━━ Data shown

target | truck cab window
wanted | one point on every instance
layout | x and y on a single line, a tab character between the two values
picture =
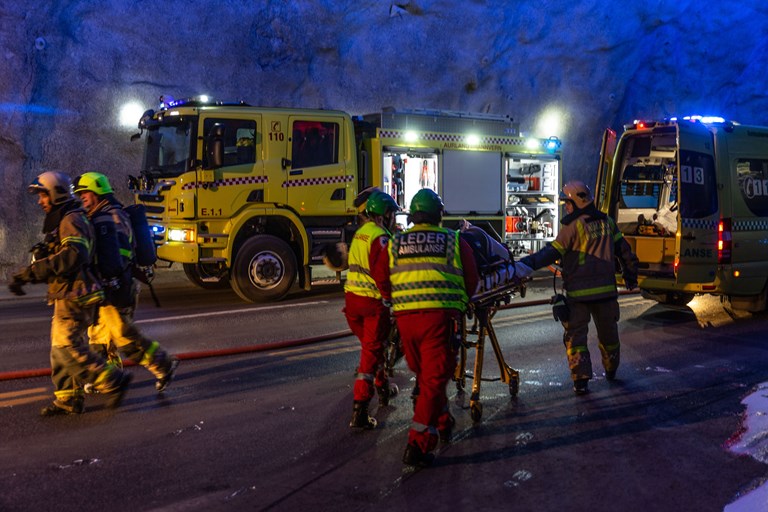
239	140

━━━━

- Given task
Express the data above as a JSON list of strings, one string per line, skipping blank lines and leaving the picture out.

- Exercise result
[
  "target | truck cab window",
  "wanted | one point on every instance",
  "layout | x and y on a single line, a tab character between the two values",
  "picture =",
  "239\t140"
]